Record set below:
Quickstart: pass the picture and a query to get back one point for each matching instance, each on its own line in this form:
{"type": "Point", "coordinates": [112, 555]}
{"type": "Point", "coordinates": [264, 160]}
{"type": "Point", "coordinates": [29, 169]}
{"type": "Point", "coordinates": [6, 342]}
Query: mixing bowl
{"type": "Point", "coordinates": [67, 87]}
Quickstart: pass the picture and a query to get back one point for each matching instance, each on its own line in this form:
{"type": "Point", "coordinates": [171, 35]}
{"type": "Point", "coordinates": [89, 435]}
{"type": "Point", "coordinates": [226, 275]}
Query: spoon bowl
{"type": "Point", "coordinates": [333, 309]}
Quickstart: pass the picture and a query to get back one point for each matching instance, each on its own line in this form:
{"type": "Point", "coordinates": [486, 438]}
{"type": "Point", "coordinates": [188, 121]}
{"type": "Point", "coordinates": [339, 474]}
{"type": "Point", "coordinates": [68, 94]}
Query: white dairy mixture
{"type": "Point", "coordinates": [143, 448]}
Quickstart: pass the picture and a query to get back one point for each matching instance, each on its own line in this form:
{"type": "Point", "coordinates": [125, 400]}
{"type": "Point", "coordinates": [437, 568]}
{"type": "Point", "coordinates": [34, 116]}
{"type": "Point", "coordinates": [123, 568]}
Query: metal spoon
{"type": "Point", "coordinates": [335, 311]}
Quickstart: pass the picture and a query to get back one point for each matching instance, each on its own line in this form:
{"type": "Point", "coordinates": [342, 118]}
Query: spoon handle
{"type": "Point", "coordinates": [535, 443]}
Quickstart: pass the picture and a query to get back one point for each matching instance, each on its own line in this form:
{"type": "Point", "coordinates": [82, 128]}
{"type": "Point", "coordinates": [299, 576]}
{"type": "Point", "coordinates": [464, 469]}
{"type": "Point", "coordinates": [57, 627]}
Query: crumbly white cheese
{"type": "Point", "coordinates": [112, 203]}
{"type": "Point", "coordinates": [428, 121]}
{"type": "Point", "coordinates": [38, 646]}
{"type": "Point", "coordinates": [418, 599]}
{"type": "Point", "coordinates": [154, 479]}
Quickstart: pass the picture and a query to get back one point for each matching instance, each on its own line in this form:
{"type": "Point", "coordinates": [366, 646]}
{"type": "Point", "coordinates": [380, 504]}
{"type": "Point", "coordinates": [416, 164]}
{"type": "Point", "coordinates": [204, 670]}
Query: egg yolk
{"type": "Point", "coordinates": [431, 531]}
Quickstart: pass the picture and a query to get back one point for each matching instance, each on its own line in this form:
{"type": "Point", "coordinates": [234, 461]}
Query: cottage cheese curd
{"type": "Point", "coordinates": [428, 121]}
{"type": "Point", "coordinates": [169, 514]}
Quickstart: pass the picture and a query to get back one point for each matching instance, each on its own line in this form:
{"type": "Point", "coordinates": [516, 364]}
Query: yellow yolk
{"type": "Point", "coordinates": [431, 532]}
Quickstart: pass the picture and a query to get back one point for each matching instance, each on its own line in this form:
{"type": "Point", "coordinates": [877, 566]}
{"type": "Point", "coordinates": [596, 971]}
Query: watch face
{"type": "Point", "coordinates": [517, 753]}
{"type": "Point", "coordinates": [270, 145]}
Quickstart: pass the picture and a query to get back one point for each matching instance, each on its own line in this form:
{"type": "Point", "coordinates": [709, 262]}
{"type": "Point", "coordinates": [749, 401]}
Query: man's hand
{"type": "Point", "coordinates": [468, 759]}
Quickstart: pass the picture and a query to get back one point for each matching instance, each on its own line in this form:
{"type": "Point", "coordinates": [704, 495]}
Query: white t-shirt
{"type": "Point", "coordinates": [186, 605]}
End of Record set.
_Action item:_
Write out the listing above, keeping every word exactly.

_Response box:_
Quickstart: pass the picture and a query to get back one point for each matching instance, each on its own line in this form:
{"type": "Point", "coordinates": [112, 555]}
{"type": "Point", "coordinates": [264, 160]}
{"type": "Point", "coordinates": [29, 169]}
{"type": "Point", "coordinates": [6, 342]}
Query: mixing bowl
{"type": "Point", "coordinates": [67, 87]}
Quickstart: pass the picture and a query to get back one point for each matching instance, each on its own line in this form:
{"type": "Point", "coordinates": [171, 35]}
{"type": "Point", "coordinates": [89, 435]}
{"type": "Point", "coordinates": [226, 275]}
Query: spoon bowl
{"type": "Point", "coordinates": [333, 309]}
Quickstart: pass the picture and a query to get back one point for each matching instance, each on its own line in this form:
{"type": "Point", "coordinates": [486, 438]}
{"type": "Point", "coordinates": [188, 121]}
{"type": "Point", "coordinates": [339, 474]}
{"type": "Point", "coordinates": [68, 94]}
Query: white dairy mixture
{"type": "Point", "coordinates": [143, 448]}
Quickstart: pass the picture and a query to get back one point for each matching instance, each on its own line in this form:
{"type": "Point", "coordinates": [125, 400]}
{"type": "Point", "coordinates": [437, 568]}
{"type": "Point", "coordinates": [34, 116]}
{"type": "Point", "coordinates": [123, 568]}
Query: metal spoon
{"type": "Point", "coordinates": [335, 311]}
Quickstart: pass the picture and a query to get back one point for each matching instance, each on its own line in this form:
{"type": "Point", "coordinates": [342, 118]}
Query: spoon handle
{"type": "Point", "coordinates": [535, 443]}
Quickstart: pass the picture and a query to get back one point for each matching instance, each on its own line in this form:
{"type": "Point", "coordinates": [82, 128]}
{"type": "Point", "coordinates": [299, 576]}
{"type": "Point", "coordinates": [464, 469]}
{"type": "Point", "coordinates": [57, 627]}
Query: crumbly white cheese
{"type": "Point", "coordinates": [112, 203]}
{"type": "Point", "coordinates": [428, 121]}
{"type": "Point", "coordinates": [38, 646]}
{"type": "Point", "coordinates": [418, 599]}
{"type": "Point", "coordinates": [154, 479]}
Quickstart: pass the picture and a query to get back one point for each matching instance, each on its own line in this form:
{"type": "Point", "coordinates": [366, 646]}
{"type": "Point", "coordinates": [380, 504]}
{"type": "Point", "coordinates": [416, 164]}
{"type": "Point", "coordinates": [204, 670]}
Query: egg yolk
{"type": "Point", "coordinates": [431, 531]}
Quickstart: pass the picture and a query to get back one point for each matching instance, each on its own line in this form:
{"type": "Point", "coordinates": [234, 461]}
Query: cottage cheese curd
{"type": "Point", "coordinates": [428, 121]}
{"type": "Point", "coordinates": [169, 514]}
Quickstart: pass the picture and a query to get back one point for each matching instance, each on its own line in this form:
{"type": "Point", "coordinates": [516, 364]}
Query: yellow yolk
{"type": "Point", "coordinates": [431, 532]}
Quickstart: pass the picture and a query to get back one point for each matching instance, each on its own line in this form:
{"type": "Point", "coordinates": [877, 566]}
{"type": "Point", "coordinates": [596, 971]}
Query: watch face
{"type": "Point", "coordinates": [517, 753]}
{"type": "Point", "coordinates": [270, 145]}
Quickstart: pass the picture and a query to get back one point for each matching instance, each on its own line in this form:
{"type": "Point", "coordinates": [709, 262]}
{"type": "Point", "coordinates": [749, 401]}
Query: man's hand
{"type": "Point", "coordinates": [468, 759]}
Quickstart: pass the picture and a query to get back one point for each matching instance, each on its own line in this form:
{"type": "Point", "coordinates": [704, 495]}
Query: white t-shirt
{"type": "Point", "coordinates": [186, 605]}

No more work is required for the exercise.